TEXT SEGMENT:
---+---
Israel’s siege on Gaza essentially consists of one thing – surrounding the territory and controlling all exit and entry points. Logically, to break the siege you enter or exit the territory against Israel’s will. Exiting without permission is not an option, so on came the boats...

 

In theory it’s a simple, perhaps even genius idea. It started shortly after the siege began – back then Israel sporadically let in small boats carrying aid. Israel let them in because they had more to lose by stopping them than by allowing through a few lefty activists (and the odd politician) carrying a gratuitous amount of aid.

 

But the boats got bigger, and so too did the problem. Israel then decided the ships were a “security risk” and began intercepting them at sea to prevent them docking in Gaza. For many within the Israeli military, the mistake was made years ago when the boats were first allowed in – had they been stopped from the start, perhaps the blockade-busting boat idea would not have taken off and they wouldn’t be in the mess they’re in now.

 

Flotilla intifada

 

What happened onboard the Mavi Marmara on May 31 was nothing short of disastrous for Israel – it’s public image got a battering and its illogical policy of blocking food and supplies to people in Gaza was exposed. What was onboard that ship – wheelchairs and children’s books- revealed just how nonsensical and downright cruel the blockade was. Even Israel’s masters of spin struggled to explain why notepads were a security risk to the state.

 

The Foreign Ministry has been busy doing damage control from the botched flotilla raid. It’s almost there, but it's made very clear to the security establishment another boat blunder will throw away all its efforts. That puts the military in a bit of a predicament, because riding on the tail winds of the Mavi Marmara, is a summer boat (and convoy) intifada.

 

Following the raid on the flotilla, new aid convoys are already in the works. The European Campaign to End the Siege of Gaza is organising a "Freedom Flotilla 2", due to set sail for Gaza next month. It’s said to consist of more ships than the first one and as many as 4,000 activists. An aid ship from Lebanon has been much delayed but organisers are still adament to get to Gaza. A Jordanian overland convoy also began its journey to the Strip this week.

 

What a difference a boat makes….

 

But apart from calling attention to the plight of Gazans, and making us all sudden maritime experts able to track down every ship in the Mediterranean with the click of a button – what difference will more ships make? In the weeks that followed the deadly raid on the Mavi Marmara, Israel announced it was “easing” the Gaza siege. What that actually meant was they were increasing the amount of food and supplies being let into the Strip via the land crossings they control and clarifying their policy on what is allowed in.

 

As the situation in Gaza is so desperate, even that was seen as quite an achievement.
---+---
GIVEN DATA:
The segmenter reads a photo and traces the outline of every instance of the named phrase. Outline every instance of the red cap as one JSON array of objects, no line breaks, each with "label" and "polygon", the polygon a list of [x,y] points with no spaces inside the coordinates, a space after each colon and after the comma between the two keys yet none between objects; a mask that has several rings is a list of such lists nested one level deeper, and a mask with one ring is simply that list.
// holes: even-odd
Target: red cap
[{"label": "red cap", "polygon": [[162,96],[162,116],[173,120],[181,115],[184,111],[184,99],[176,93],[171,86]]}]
---+---
GIVEN PROBLEM:
Answer these questions from the text on the Gaza flotillas:
1. What items does it say were onboard the Mavi Marmara?
2. How many activists may Freedom Flotilla 2 carry?
3. What did Israel announce in the weeks after the raid on the Mavi Marmara?
The lines that come after the text are separate material and have nothing to do with it.

TASK OUTPUT:
1. Wheelchairs and children's books.
2. As many as 4,000.
3. That it was "easing" the Gaza siege.